= GIVEN RECORDS =
[Start of section]

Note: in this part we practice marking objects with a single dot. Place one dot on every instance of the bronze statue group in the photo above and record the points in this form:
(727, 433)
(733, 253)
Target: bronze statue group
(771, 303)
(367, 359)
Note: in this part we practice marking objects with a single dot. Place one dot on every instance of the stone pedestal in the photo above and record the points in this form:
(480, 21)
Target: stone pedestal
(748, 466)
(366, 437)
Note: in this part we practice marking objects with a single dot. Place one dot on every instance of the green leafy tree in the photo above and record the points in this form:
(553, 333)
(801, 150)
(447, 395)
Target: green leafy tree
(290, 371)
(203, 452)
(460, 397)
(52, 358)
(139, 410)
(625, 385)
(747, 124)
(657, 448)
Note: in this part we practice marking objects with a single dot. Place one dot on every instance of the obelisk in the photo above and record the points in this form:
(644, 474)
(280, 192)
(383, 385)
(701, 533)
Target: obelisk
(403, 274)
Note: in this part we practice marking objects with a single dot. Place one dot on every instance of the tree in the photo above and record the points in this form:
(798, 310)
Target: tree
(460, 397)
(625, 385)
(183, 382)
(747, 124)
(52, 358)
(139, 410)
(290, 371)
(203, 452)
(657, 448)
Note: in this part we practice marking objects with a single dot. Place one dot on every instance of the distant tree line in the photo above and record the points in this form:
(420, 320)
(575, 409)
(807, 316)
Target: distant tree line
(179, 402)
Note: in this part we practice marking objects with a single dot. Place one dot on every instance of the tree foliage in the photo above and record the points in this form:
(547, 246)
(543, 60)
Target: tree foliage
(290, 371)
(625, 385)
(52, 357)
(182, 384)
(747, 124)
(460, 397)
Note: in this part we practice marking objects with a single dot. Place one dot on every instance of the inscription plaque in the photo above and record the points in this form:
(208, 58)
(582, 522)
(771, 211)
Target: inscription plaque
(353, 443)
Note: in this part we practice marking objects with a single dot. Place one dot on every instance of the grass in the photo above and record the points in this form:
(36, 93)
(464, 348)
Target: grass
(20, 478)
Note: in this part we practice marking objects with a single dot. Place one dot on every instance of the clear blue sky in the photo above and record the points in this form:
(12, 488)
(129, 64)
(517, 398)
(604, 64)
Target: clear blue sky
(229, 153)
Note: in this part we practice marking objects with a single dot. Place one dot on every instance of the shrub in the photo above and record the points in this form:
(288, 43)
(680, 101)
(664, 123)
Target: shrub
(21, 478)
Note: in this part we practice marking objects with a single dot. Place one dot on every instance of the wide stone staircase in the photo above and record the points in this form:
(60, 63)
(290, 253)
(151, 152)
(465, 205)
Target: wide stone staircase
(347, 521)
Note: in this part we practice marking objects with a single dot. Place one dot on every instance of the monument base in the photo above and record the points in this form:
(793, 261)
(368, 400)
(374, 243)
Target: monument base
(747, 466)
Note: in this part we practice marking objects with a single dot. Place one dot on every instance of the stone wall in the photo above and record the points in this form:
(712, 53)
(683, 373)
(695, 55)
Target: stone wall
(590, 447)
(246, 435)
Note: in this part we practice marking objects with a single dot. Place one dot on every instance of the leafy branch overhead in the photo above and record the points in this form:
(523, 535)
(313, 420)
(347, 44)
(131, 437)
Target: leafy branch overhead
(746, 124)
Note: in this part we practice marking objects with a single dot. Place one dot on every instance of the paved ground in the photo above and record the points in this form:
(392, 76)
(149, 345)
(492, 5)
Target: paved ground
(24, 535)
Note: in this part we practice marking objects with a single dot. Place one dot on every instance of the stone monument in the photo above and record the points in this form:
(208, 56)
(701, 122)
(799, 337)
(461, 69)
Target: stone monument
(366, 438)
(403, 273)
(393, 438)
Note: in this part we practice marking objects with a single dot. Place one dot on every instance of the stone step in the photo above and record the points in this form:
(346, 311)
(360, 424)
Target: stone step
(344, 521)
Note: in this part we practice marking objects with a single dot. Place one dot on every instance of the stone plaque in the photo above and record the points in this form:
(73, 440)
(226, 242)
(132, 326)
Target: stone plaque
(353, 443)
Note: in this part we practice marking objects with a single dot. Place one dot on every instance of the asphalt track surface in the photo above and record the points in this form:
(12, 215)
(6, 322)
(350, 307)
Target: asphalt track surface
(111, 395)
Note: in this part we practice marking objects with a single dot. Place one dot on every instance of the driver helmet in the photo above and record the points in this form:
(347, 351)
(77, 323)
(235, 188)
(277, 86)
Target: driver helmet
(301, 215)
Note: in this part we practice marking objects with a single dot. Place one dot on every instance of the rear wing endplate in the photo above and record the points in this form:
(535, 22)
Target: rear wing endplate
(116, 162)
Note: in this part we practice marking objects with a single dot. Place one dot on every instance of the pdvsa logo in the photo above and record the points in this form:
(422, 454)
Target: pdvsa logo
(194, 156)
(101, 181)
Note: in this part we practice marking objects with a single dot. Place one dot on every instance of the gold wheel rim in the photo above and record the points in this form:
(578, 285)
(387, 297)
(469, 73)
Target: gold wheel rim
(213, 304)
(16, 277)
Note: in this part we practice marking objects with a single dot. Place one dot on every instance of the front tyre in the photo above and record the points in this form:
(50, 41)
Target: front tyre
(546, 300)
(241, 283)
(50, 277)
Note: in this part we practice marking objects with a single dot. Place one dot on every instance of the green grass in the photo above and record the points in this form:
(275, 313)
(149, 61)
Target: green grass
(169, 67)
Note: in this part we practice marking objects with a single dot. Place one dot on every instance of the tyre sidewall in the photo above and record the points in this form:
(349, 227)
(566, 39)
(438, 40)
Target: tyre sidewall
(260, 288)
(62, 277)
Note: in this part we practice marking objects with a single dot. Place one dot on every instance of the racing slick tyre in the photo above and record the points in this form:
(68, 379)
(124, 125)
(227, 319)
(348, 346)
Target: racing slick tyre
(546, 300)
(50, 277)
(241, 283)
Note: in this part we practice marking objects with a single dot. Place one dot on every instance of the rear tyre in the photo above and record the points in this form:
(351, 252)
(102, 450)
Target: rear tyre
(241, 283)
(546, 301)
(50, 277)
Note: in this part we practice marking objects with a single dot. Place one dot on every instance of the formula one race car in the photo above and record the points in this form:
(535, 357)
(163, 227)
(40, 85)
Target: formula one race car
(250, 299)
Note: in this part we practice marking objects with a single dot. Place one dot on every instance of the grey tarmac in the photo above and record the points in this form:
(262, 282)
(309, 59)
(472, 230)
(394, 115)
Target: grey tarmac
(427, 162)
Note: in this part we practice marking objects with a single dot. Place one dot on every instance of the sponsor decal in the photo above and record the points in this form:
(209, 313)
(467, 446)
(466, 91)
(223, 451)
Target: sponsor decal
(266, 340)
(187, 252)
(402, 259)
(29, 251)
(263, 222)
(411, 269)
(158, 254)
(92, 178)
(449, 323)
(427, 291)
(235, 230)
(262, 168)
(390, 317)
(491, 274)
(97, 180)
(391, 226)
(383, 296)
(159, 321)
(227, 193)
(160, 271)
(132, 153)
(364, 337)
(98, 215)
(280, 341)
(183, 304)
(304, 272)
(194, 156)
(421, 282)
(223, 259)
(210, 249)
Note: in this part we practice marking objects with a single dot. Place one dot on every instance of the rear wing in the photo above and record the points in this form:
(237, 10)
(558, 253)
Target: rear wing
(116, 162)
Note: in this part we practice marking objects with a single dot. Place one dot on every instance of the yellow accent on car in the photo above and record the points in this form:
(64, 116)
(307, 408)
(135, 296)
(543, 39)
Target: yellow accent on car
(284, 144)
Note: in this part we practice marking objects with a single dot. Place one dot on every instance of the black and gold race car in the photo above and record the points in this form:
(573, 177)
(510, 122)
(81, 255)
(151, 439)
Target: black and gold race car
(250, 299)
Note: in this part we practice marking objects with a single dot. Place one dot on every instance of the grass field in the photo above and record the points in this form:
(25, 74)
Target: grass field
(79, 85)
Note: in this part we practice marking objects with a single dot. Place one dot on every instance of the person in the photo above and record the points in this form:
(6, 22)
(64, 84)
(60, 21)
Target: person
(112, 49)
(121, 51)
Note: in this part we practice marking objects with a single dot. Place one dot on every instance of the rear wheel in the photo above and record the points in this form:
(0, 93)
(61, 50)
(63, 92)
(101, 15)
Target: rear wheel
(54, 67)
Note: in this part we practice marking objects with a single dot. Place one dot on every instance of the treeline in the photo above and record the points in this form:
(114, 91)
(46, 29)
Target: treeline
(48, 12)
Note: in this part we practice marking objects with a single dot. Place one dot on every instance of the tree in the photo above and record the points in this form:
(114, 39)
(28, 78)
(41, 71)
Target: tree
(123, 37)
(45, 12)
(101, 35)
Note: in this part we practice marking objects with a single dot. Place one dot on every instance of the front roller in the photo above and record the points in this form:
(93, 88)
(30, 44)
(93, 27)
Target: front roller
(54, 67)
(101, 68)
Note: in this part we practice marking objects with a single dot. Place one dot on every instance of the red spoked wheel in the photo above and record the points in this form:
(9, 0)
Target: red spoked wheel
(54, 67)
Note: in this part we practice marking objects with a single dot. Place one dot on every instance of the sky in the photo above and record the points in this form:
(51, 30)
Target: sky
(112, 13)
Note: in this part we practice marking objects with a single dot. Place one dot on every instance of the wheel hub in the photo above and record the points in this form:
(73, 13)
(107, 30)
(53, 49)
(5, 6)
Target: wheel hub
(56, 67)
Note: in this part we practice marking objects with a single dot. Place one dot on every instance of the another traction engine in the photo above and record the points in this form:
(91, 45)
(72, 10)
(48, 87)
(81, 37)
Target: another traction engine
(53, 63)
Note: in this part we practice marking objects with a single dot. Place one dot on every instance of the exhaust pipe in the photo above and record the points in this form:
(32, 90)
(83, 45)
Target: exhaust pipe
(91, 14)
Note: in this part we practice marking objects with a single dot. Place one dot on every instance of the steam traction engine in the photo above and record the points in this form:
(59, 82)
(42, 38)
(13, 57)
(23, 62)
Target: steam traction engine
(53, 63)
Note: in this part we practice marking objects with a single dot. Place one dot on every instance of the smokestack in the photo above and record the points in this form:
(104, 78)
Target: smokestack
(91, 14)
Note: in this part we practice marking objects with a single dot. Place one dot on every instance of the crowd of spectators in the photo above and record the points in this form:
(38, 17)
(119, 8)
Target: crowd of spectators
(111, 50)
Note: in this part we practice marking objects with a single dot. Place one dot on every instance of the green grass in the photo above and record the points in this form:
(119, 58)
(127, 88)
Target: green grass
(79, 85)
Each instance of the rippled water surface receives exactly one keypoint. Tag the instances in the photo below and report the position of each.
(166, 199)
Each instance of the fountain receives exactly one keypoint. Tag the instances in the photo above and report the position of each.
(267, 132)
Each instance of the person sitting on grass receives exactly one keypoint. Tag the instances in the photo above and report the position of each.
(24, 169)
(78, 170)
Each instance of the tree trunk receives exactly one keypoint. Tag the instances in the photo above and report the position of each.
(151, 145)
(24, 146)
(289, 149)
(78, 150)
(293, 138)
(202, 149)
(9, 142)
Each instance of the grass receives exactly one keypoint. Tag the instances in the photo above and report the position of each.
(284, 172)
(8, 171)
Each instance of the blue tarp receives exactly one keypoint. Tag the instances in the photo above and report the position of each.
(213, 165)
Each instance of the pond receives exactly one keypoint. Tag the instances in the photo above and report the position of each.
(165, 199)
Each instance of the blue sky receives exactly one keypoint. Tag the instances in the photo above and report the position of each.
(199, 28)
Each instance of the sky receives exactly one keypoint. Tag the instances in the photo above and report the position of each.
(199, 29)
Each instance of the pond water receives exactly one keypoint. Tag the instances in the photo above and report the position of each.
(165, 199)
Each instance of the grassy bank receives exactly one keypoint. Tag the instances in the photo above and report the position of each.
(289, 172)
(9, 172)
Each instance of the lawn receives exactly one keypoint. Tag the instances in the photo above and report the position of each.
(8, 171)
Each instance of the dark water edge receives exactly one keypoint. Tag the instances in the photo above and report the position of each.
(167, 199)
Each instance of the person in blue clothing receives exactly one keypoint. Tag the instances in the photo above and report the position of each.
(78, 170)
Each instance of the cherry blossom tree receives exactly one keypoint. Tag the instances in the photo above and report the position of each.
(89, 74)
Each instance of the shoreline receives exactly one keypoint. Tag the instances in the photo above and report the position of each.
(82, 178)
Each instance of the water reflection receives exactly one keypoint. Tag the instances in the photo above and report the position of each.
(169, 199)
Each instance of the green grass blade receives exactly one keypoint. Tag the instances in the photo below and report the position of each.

[End of section]

= PROBLEM DESCRIPTION =
In the answer, include exactly the lines from the line containing "Each instance of the water" through the end of the data, and nothing else.

= TASK RESULT =
Each instance of the water reflection receives exactly one keypoint. Tag the instances in the photo above and report the position of each.
(169, 199)
Each instance of the green grass blade receives exactly one keypoint. Tag the instances in the photo below and report the position of each.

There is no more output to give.